## Given request A
In the forum thread on shrinking executables, what does Rolf Magnus say determines whether the linker can be made to reject code that isn't needed?
## Given request B
Write what comes next in the forum thread on shrinking executables, starting after its final line.

## Supplied passage
■ ■ ■ ■
A way to decrease executable sizes?

F

Filipe Martins

Hello.

I've read somewhere that the executable is smaller if we use a source file
for each function!
So, I tested this with gcc and it seams to confirm! What seams to happen is
that if we call a function from a source-files that defines 3 others, the
linkers includes the code of all the 4 functions, even if the on we call
doesn't rely on the others!

What do you people think about this?
Is there any way to make the linker reject all the code that isn't needed?

If there isn't any other answer to this, I may in the future create a small
app that could be used in release mode to separate all the functions in
their own files and compile all of it.


Please state your opinions and theorys about this.

PS: If someone wants it I can make the test project available.
 
R

Rolf Magnus

Filipe said:
Hello.

I've read somewhere that the executable is smaller if we use a source
file for each function!

This might be the case or it might not, depending on your
compiler/linker.
So, I tested this with gcc and it seams to confirm! What seams to
happen is that if we call a function from a source-files that defines
3 others, the linkers includes the code of all the 4 functions, even
if the on we call doesn't rely on the others!
Yes.

What do you people think about this?

I think that it doesn't matter much. First, executable size doesn't
really matter much on most platforms. Second, why would you write
functions that are never used?
Is there any way to make the linker reject all the code that isn't
needed?

That depends on the linker and/or compiler.
 
O

osmium

Rolf said:
This might be the case or it might not, depending on your
compiler/linker.


I think that it doesn't matter much. First, executable size doesn't
really matter much on most platforms. Second, why would you write
functions that are never used?

Is it a given that a program that calls sin() will also call tanh()? ISTM
that is the kind of thing the OP is talking about.
 
L

Leor Zolman

Hello.

I've read somewhere that the executable is smaller if we use a source file
for each function!
■ ■ ■ ■
[Dataset rows]

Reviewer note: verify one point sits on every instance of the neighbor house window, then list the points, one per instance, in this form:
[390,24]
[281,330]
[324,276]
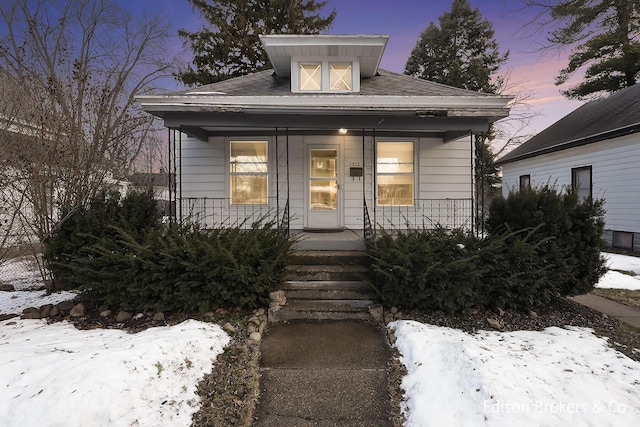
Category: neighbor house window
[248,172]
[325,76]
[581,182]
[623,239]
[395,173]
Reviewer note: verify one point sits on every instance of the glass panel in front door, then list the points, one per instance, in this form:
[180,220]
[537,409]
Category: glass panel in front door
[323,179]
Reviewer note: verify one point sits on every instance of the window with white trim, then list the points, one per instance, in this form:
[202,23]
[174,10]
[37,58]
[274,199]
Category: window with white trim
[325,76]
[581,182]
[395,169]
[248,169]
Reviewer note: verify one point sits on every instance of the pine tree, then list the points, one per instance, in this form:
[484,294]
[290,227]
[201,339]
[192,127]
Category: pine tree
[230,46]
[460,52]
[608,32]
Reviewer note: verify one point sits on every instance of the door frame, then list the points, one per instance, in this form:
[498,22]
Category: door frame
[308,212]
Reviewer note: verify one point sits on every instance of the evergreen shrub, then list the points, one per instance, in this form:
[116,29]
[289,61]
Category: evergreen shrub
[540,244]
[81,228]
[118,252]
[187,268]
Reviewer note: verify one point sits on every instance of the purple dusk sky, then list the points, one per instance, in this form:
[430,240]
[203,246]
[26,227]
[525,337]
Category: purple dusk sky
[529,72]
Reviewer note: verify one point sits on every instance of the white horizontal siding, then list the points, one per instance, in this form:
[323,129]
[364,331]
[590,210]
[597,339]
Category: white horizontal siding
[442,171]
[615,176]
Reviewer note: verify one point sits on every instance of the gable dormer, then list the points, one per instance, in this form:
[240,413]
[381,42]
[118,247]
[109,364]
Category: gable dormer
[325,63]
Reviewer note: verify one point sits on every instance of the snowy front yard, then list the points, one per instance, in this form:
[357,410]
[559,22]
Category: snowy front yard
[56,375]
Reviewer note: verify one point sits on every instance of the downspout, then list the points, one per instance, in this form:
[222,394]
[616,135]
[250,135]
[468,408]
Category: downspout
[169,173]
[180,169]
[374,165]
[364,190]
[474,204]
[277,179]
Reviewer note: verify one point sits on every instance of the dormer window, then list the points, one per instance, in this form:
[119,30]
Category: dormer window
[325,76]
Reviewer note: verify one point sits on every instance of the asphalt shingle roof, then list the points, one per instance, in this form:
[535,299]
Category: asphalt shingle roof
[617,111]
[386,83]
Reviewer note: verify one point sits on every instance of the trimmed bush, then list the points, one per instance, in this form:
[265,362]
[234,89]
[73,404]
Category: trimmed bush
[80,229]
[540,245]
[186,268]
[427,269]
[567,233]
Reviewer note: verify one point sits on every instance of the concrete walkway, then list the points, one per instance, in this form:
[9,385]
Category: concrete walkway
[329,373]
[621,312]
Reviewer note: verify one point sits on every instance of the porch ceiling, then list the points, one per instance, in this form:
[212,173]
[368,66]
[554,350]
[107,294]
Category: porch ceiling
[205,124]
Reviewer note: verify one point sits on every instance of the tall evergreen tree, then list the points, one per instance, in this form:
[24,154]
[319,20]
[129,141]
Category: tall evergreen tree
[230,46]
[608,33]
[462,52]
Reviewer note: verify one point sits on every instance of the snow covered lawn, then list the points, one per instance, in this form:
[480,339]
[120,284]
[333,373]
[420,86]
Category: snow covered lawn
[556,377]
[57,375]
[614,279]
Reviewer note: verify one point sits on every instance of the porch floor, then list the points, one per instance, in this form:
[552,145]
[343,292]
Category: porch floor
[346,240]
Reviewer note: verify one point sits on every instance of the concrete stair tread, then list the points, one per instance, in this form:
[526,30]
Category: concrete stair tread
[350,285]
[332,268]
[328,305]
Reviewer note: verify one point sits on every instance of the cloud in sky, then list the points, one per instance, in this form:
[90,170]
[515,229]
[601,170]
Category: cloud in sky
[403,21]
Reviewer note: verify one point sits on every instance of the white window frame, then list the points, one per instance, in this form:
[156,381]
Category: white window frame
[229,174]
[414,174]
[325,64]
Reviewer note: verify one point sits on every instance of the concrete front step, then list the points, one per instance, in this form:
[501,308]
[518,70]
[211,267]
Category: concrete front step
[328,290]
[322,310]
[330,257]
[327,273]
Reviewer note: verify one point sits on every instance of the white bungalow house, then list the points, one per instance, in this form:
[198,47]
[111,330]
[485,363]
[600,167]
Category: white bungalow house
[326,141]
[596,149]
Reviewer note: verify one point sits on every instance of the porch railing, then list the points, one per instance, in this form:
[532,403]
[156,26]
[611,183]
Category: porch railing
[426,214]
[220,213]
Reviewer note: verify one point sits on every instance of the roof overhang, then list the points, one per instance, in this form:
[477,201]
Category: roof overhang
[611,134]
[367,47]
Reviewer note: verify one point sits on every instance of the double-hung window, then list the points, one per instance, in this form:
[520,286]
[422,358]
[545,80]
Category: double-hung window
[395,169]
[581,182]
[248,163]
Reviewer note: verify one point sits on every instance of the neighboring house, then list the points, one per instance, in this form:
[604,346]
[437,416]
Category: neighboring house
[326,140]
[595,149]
■ ■ ■ ■
## Right answer A
The linker and/or compiler.

## Right answer B
So, I tested this with gcc and it seams to confirm! What seams to happen is
that if we call a function from a source-files that defines 3 others, the
linkers includes the code of all the 4 functions, even if the on we call
doesn't rely on the others!

What do you people think about this?
Is there any way to make the linker reject all the code that isn't needed?

If there isn't any other answer to this, I may in the future create a small
app that could be used in release mode to separate all the functions in
their own files and compile all of it.


Please state your opinions and theorys about this.

PS: If someone wants it I can make the test project available.

First of all, this is borderline off-topic because it really isn't a
language issue. But it is something that comes up and folks who create
projects should be aware of the general approach that the tools take.

My experience is not incredibly up-to-date with respect to the latest
tools and/or project configurations being used, but here's how I see it:

When you create a project that is composed of several primary source files,
the usual scenario is that all the functions in all the source files are
important parts of your program. If you use command line tools and give a
command such as this:

cl app.cpp more.cpp more2.cpp more3.cpp

then the compiler/linker driver (in this case it would happen to be MSVC's)
compiles all the cpp files into obj files, and then links them all into a
single executable. IOW, it doesn't bother checking for dependencies;
evidently, this is the same as the behavior you were seeing with gcc.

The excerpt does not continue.